— START RECORDS TO PROCESS —

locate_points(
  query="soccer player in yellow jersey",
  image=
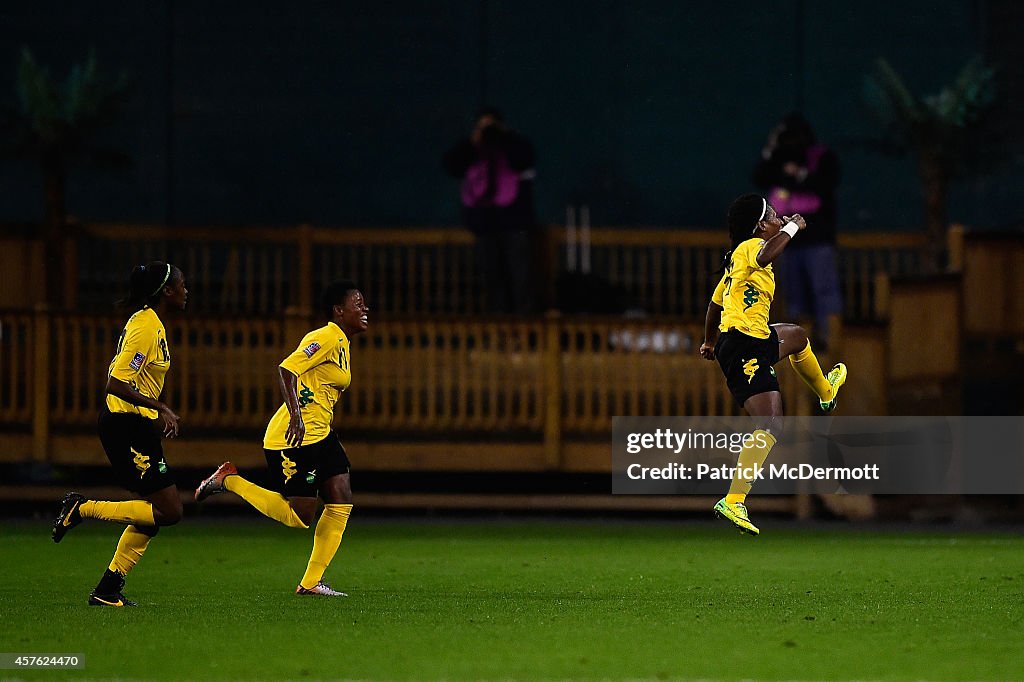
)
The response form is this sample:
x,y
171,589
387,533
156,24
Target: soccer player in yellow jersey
x,y
749,346
130,424
304,457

— END RECORDS TO PROCESS —

PROBLEM DETAILS: Rewrite these rows, changing every "yellow jersey" to "red jersey" and keeping everything else the same. Leave the pictures out of your answer.

THE SOLUTION:
locate_points(
  query="soccer player in red jersey",
  image=
)
The response form is this sample:
x,y
171,589
387,533
156,24
Target: soccer player in red jersey
x,y
749,346
130,424
304,457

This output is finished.